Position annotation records

§ §

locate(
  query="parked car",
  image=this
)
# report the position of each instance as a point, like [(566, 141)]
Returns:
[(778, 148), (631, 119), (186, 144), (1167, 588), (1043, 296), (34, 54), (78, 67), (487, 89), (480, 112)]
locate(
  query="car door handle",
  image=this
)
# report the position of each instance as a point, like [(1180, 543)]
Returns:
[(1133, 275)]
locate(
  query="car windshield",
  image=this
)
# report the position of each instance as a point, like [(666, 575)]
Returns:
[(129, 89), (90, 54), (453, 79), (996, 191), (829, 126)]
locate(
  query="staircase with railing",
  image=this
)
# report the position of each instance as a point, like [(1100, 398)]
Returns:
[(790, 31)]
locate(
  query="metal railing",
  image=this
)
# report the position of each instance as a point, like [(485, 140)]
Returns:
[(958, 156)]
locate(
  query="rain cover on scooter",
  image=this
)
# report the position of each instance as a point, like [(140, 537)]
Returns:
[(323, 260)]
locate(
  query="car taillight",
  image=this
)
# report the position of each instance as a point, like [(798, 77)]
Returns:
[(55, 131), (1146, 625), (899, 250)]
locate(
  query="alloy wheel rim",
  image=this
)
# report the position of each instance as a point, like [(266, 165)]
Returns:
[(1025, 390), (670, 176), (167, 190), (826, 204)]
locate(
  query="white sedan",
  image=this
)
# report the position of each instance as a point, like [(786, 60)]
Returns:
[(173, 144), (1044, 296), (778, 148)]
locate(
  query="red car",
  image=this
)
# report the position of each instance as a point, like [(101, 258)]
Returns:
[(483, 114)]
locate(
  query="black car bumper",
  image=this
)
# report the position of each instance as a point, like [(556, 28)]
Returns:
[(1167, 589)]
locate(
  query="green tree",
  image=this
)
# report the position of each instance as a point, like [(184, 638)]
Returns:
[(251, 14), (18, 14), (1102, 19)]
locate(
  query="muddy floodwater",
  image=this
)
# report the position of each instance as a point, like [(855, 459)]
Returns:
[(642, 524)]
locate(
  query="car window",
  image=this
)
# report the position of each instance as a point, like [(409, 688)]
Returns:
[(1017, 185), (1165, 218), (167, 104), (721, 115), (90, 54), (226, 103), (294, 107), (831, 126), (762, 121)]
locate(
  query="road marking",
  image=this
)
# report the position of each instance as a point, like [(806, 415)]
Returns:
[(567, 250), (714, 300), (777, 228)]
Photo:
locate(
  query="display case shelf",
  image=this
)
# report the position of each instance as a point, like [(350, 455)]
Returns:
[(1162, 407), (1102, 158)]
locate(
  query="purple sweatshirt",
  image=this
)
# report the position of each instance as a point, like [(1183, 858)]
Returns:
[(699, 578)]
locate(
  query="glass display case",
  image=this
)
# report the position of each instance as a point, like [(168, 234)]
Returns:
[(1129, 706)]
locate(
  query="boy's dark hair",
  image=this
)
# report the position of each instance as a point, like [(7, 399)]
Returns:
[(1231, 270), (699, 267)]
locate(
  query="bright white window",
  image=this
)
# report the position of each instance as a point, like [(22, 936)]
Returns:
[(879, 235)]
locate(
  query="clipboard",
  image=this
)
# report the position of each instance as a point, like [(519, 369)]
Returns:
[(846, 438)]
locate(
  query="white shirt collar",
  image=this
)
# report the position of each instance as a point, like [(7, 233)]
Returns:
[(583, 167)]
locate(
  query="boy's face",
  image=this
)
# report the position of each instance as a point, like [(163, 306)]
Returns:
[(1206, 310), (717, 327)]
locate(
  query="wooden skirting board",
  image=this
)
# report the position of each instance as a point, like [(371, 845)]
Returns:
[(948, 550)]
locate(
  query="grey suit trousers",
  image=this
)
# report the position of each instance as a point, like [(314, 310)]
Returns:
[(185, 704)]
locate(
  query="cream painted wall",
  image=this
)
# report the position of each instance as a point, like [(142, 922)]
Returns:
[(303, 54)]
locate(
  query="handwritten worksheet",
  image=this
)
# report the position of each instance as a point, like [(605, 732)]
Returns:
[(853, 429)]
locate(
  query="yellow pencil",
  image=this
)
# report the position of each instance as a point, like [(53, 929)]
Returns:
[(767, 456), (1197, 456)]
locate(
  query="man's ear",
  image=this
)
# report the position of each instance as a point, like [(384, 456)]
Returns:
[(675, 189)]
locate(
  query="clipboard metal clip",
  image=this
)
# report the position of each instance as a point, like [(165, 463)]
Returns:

§ §

• [DIRECTION]: How many lines of the records above contain the string "clipboard"? Reply with the number alone.

• [ANSWER]: 2